[begin GIVEN ENTRIES]

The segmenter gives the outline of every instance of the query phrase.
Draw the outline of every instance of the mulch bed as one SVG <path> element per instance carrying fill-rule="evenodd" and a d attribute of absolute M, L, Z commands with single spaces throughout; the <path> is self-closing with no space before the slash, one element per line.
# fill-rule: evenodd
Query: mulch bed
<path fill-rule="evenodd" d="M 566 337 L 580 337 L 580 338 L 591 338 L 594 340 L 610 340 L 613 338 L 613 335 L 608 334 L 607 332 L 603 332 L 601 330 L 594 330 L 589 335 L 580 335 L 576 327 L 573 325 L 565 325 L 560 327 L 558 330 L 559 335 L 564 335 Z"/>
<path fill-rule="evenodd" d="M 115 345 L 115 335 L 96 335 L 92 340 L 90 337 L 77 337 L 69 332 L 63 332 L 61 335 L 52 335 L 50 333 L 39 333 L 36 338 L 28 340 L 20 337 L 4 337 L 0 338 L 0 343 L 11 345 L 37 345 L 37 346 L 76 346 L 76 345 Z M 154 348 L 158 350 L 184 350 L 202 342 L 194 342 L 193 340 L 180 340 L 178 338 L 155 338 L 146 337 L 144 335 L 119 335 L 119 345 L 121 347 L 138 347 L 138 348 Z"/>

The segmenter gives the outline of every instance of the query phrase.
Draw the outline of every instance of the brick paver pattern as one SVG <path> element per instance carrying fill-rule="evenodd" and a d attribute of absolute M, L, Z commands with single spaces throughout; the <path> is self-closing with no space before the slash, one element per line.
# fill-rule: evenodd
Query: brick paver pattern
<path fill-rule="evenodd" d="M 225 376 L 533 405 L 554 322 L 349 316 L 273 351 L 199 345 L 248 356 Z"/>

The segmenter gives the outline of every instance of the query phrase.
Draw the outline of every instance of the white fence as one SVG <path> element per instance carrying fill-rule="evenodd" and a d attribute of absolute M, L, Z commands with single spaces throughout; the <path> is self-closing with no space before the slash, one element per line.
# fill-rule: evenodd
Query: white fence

[end GIVEN ENTRIES]

*EXERCISE PROMPT*
Could you render all of the material above as a numbered list, omitting the blank lines?

*SOLUTION FOR THIS EXERCISE*
1. The segmenter gives the outline of every instance of the query phrase.
2. Draw the outline of every instance of the mulch bed as one SVG <path> element per instance carrying fill-rule="evenodd" and a d attribute of absolute M, L, Z commands with single spaces throughout; the <path> is self-closing with no space before the slash, one element per line.
3. # fill-rule: evenodd
4. Query: mulch bed
5. <path fill-rule="evenodd" d="M 566 337 L 580 337 L 580 338 L 591 338 L 594 340 L 610 340 L 613 338 L 613 335 L 608 334 L 607 332 L 603 332 L 601 330 L 594 330 L 589 335 L 580 335 L 576 327 L 573 325 L 565 325 L 560 327 L 558 330 L 559 335 L 564 335 Z"/>
6. <path fill-rule="evenodd" d="M 115 345 L 115 335 L 96 335 L 92 340 L 90 337 L 77 337 L 69 332 L 63 332 L 61 335 L 52 335 L 50 333 L 39 333 L 36 338 L 28 340 L 20 337 L 4 337 L 0 338 L 0 343 L 11 345 L 37 345 L 37 346 L 76 346 L 76 345 Z M 154 348 L 158 350 L 184 350 L 202 342 L 194 342 L 193 340 L 180 340 L 178 338 L 155 338 L 146 337 L 144 335 L 119 335 L 119 345 L 121 347 L 138 347 L 138 348 Z"/>
7. The segmenter gives the outline of every instance of the query phrase.
8. Draw the outline of every instance of the brick paver pattern as one SVG <path> element per instance carrying fill-rule="evenodd" and a d attribute of absolute M, L, Z commands with single spaces throughout; the <path> is self-closing with no space before the slash, one element per line.
9. # fill-rule: evenodd
10. Query: brick paver pattern
11. <path fill-rule="evenodd" d="M 225 376 L 533 405 L 554 322 L 349 316 L 273 351 L 199 345 L 248 356 Z"/>
12. The segmenter gives the outline of every instance of the query phrase.
13. Draw the outline of every instance of the white fence as one SVG <path> element per instance carrying fill-rule="evenodd" and a d attribute of absolute M, L, Z commands with single spaces throughout; the <path> is self-closing with no space before the slash, one element per line.
14. # fill-rule: evenodd
15. Query: white fence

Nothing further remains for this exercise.